Problem requirements -
Please convert the lines below into a numbered list, leaving out blank lines and the pictures.

____ Data listing

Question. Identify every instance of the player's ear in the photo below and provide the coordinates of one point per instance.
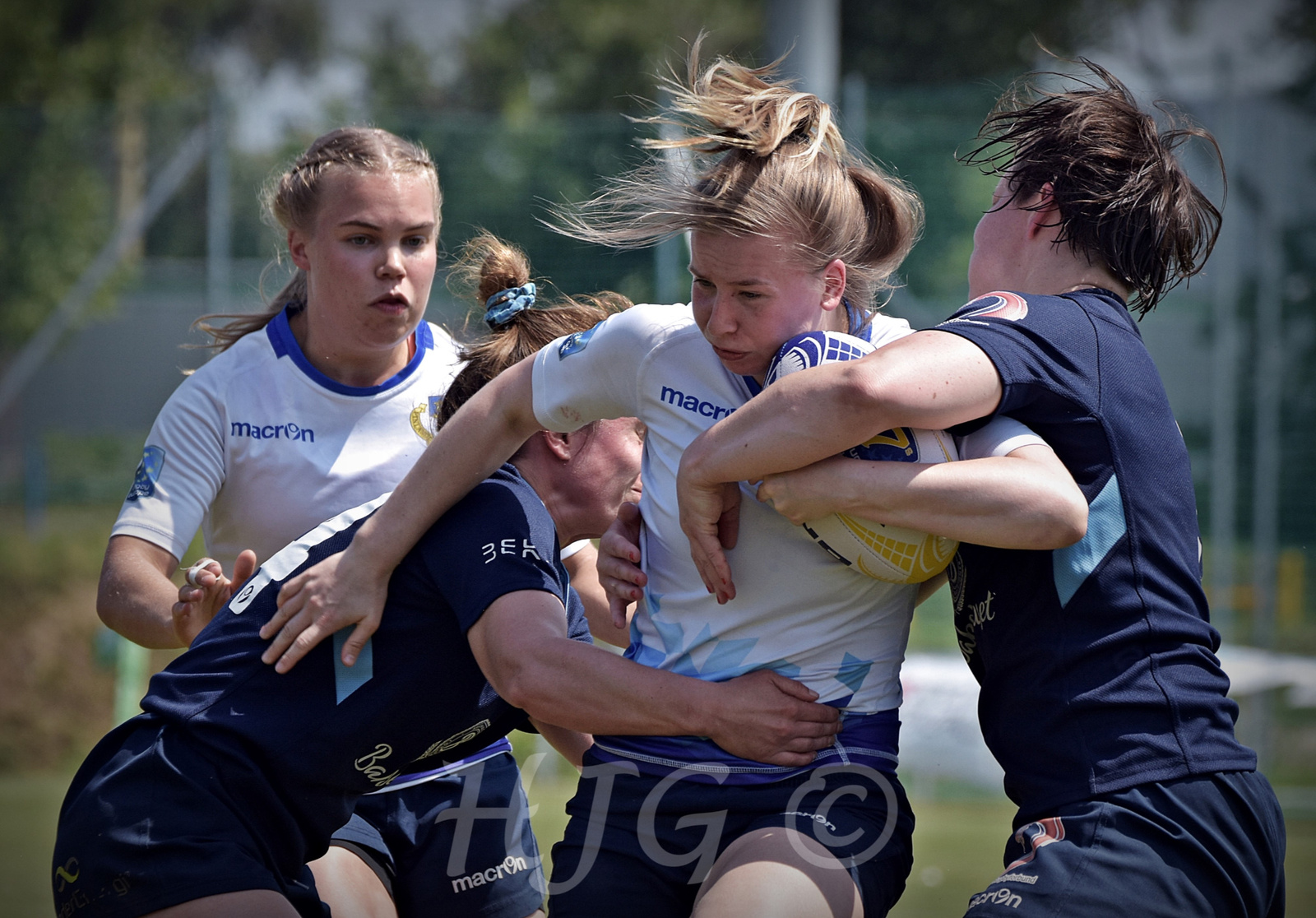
(1044, 213)
(559, 445)
(298, 248)
(833, 285)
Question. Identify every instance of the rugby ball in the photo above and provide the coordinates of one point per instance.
(894, 554)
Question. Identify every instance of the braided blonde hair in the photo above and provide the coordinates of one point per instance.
(767, 160)
(291, 200)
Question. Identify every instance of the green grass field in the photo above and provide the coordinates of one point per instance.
(957, 846)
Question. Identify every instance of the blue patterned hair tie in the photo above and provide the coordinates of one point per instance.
(503, 305)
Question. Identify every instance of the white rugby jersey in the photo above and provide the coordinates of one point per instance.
(796, 610)
(258, 446)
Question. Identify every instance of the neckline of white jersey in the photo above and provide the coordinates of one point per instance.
(286, 345)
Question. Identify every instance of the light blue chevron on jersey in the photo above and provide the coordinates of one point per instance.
(1105, 526)
(853, 672)
(349, 679)
(725, 659)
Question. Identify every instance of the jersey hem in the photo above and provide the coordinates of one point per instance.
(1115, 786)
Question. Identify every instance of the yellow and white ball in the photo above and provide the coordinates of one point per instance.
(894, 554)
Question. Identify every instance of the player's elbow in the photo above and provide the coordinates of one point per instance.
(523, 682)
(1063, 522)
(109, 603)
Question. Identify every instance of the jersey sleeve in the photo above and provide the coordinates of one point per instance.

________

Written answer -
1. Question. Identify every instance of the player's ear in the photo below and provide the coordinates of one point per instance.
2. (1044, 213)
3. (559, 445)
4. (298, 248)
5. (833, 285)
6. Question. Identify every instance of the rugby ball in the photo above and provide the coordinates of one point per instance.
7. (894, 554)
8. Question. Identify every instance of the braided blonde hair in the photo above and provide the coordinates of one point per instance.
9. (767, 160)
10. (291, 200)
11. Question. Identify every instance of the green grass field in the photo above and provide the coordinates of one point per instance.
12. (957, 846)
13. Question. Identify every instance of the blue patterned hair tie in the photo above and provide the coordinates of one point per instance.
14. (503, 305)
15. Question. Identify every instance of the white rugby jersey in the photo above and provide the coordinates of one point per instance.
16. (796, 610)
17. (258, 446)
18. Question. Identify every instance of the neckline of white jersey in the photo above and provide the coordinates of one point per instance.
19. (286, 345)
20. Question. Identify every instance of the light blue chevron on jersey in the photo above and provide the coordinates of one point per instance.
21. (1105, 526)
22. (853, 672)
23. (349, 679)
24. (725, 659)
25. Question. Identify every instance of the jersey hem in the photo above and provide the coordinates of one point per instance.
26. (1115, 786)
27. Question. Identify every instance of the yellow and white ball in the photo above and provide the coordinates of one point per instance.
28. (894, 554)
29. Question. Identify every instance of the player's elbow in the photo above and provide the coordinates of one point per instance.
30. (523, 682)
31. (1063, 522)
32. (109, 603)
33. Question. Identify every instance of the jersey sleeve in the photo above and provide the coordinates of one point per instance.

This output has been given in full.